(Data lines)

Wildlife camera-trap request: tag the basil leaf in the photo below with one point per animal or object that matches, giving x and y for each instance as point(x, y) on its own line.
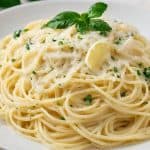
point(82, 27)
point(83, 24)
point(63, 20)
point(9, 3)
point(99, 25)
point(97, 9)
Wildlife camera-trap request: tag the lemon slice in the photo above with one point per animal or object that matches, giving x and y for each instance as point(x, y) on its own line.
point(97, 55)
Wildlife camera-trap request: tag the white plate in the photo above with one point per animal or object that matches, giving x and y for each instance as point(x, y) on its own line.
point(16, 17)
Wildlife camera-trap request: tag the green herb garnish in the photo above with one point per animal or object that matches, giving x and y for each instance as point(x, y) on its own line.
point(113, 58)
point(123, 94)
point(27, 46)
point(61, 42)
point(118, 41)
point(138, 72)
point(84, 22)
point(146, 72)
point(13, 59)
point(17, 34)
point(115, 69)
point(97, 10)
point(62, 118)
point(34, 72)
point(88, 99)
point(26, 30)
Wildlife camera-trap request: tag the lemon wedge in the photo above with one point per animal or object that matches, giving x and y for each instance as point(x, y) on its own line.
point(98, 53)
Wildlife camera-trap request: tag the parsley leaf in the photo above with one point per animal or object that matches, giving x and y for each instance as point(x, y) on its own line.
point(97, 9)
point(99, 25)
point(63, 20)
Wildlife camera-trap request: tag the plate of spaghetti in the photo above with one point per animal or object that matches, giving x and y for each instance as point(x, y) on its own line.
point(75, 76)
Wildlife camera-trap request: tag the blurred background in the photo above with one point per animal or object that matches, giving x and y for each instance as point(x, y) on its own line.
point(9, 3)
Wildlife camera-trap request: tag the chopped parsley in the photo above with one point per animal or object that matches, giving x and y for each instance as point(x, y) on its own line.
point(80, 37)
point(115, 69)
point(61, 42)
point(43, 41)
point(146, 72)
point(140, 65)
point(88, 99)
point(17, 34)
point(13, 59)
point(62, 118)
point(113, 58)
point(54, 40)
point(51, 69)
point(123, 94)
point(118, 41)
point(139, 72)
point(144, 103)
point(34, 72)
point(27, 46)
point(26, 30)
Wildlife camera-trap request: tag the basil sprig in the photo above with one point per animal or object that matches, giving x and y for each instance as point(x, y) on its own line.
point(84, 22)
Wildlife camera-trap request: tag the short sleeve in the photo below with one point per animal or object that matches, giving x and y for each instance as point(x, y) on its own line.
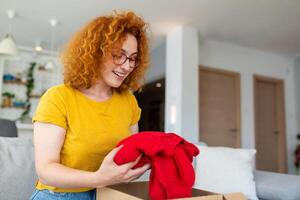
point(51, 109)
point(136, 110)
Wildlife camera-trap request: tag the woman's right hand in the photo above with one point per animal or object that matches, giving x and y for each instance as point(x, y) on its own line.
point(110, 173)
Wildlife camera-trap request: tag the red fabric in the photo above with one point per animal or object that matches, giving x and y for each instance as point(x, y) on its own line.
point(172, 174)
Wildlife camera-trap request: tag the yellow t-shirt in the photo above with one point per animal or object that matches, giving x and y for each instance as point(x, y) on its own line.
point(92, 128)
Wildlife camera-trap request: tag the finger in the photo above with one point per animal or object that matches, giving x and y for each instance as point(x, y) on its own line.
point(113, 152)
point(137, 172)
point(129, 165)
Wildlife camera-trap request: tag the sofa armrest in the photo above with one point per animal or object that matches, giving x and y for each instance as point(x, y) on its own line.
point(276, 186)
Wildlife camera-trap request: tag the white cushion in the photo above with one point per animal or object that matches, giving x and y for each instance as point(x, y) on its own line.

__Exercise task__: Substitute "Photo labeling request" for "Wildlife camera-trap request" throughout the data above, and write out every line again with nothing else changed. Leave the pictures out of your answer.

__Task answer__:
Photo labeling request: tag the basil leaf in the photo below with one point per animal or object that matches, giving x and y for each instance as point(x, y) on its own line.
point(82, 27)
point(83, 24)
point(63, 20)
point(9, 3)
point(99, 25)
point(97, 9)
Photo labeling request: tag the lemon slice in the photo above with one point per animal or object that matches, giving x and y for each instance as point(x, y) on its own line.
point(97, 55)
Photo labeling request: tag the white plate in the photo above with one point per animal or object that matches, giving x and y for each instance as point(x, y) on its own line.
point(16, 17)
Photo labeling request: tag the green herb garnish in the photo above with one point per animal or object that matches, giving x and y for each instance as point(x, y) on its own line.
point(113, 58)
point(123, 94)
point(27, 46)
point(61, 42)
point(118, 41)
point(138, 72)
point(84, 22)
point(146, 72)
point(13, 59)
point(17, 34)
point(115, 69)
point(97, 10)
point(62, 118)
point(34, 72)
point(88, 99)
point(26, 30)
Photo labeling request: tag the lemon wedge in the photo above with one point per animal or object that matches, giving x and y for each instance as point(x, y) on its own line.
point(98, 53)
Photo labeling request: tag the parsley leaf in the photo above with one point per animal or object that matches, giving x and y for each instance as point(x, y) on its own line.
point(97, 9)
point(99, 25)
point(63, 20)
Photo labeling request: tag the plate of spaghetti in the photo above with one point per animal or object that matches, giving x and y for each instance as point(x, y) on its own line.
point(75, 76)
Photo labeling request: tag the blurred background in the photo above with one point per animal or object that matches, giving x and y for each instance as point(x, y) on its own line.
point(9, 3)
Photo labeling request: tag the chopped parsley in the photo above with one point per animal or object that matches, giving x and y for each instance as point(x, y) on its own line.
point(80, 37)
point(115, 69)
point(61, 42)
point(43, 41)
point(146, 72)
point(140, 65)
point(88, 99)
point(17, 34)
point(13, 59)
point(62, 118)
point(113, 58)
point(54, 40)
point(51, 69)
point(123, 94)
point(118, 41)
point(139, 72)
point(144, 103)
point(34, 72)
point(27, 46)
point(26, 30)
Photo labeling request: tag the basil sprig in the photo above with one point per animal or object that matches, giving x and y for each instance as point(x, y) on its own line.
point(84, 22)
Photo labeling request: tag the short sleeve in the photo below with one point per animal or object that matches, giving x and y for each instance as point(x, y) on its own line.
point(51, 109)
point(136, 110)
Photo labeling request: tag the woman's right hand in the photo above with one point per animal or object that matches, giving x and y for each instance as point(x, y) on its own line.
point(110, 173)
Photo labeling request: tag the red fabric in the photo above with one point per animal or object that matches, giving x and y for each instance as point(x, y) on its own line.
point(172, 174)
Photo labeling request: tag the yellow t-shirt in the photo above with one point per animal or object that matches, giving x and y for each instance as point(x, y) on its own line.
point(92, 128)
Photo labeling request: tag the finger in the photo above with one point per animal or object that matches, giving x and y for each instance as point(x, y) on its own line.
point(113, 152)
point(137, 172)
point(129, 165)
Photo labeling request: tag the sofa armrest in the photo above with one point per animal or object that matches, giving x and y for each instance as point(x, y) on its own line.
point(276, 186)
Photo labeling request: tag the white cushion in the photo above with one point per animal or object that matches, giving x and y for each instance as point(x, y) on its own line.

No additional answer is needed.